● Directive
Decide whether each statement below agrees with the notice on electronic disclosures, answering yes or no and quoting the deciding words of the notice. 1. A disclosure provided at a web site must stay available there for 90 days. 2. The Board is keeping the mandatory compliance date for the interim rules. 3. Many institutions have used e-mail to alert consumers to disclosures posted at their web sites.

● Excerpt
.....

See 66 FR 17779 (Regulation B, Equal Credit Opportunity); 66 FR 17786 (Regulation E,
Electronic Fund Transfers); 66 FR 17322 (Regulation M, Consumer Leasing); 66 FR
17329 (Regulation Z, Truth in Lending); 66 FR 17795 (Regulation DD, Truth in
Savings).
The interim rules give guidance on the timing and delivery of electronic
disclosures. Disclosures can be provided by e-mail or can be made available at another
location such as an institution’s web site. If a disclosure—such as an account statement
or a notice of a change in account terms—is provided at a web site, an institution must
notify the consumer of the disclosure’s availability by e-mail. In addition, the disclosure
must remain available on the web site for 90 days.
A number of commenters on the interim final rules noted that there are
operational issues raised by the interim rules’ requirement that institutions alert
consumers by e-mail when electronic disclosures are made available at another location,
such as a web site. They also noted that the October 1, 2001, compliance deadline does
not afford them adequate time for making the needed changes.
Some institutions have been offering electronic disclosures for several years under
Regulations E and DD, based on interim rules issued by the Board in 1998 and 1999
respectively. See 63 FR 14528; 64 FR 49846. Others have been permitted to give
electronic disclosures under Regulations B, M, and Z since the E-Sign Act took effect last
year. Many of these institutions have not used e-mail to alert consumers to disclosures
posted at their web sites.
Based on the comments, the Board is considering adjustments to the rules to
provide additional flexibility. Therefore, the Board is lifting the mandatory compliance
date for the interim rules. Institutions may continue to provide electronic disclosures
under their existing policies and practices, or may follow the interim rules, until the
Board issues permanent rules. Once permanent final rules are issued, the Board expects
to afford institutions a reasonable period of time to comply with those rules.

.....

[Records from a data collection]
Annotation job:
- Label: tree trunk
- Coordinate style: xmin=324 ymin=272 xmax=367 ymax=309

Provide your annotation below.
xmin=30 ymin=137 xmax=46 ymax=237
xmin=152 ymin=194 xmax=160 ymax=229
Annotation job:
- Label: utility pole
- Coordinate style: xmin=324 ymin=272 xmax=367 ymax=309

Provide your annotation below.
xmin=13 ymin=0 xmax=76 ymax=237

.....

● Full response
1. Yes: "the disclosure must remain available on the web site for 90 days."
2. No: "the Board is lifting the mandatory compliance date for the interim rules."
3. No: "Many of these institutions have not used e-mail to alert consumers to disclosures posted at their web sites."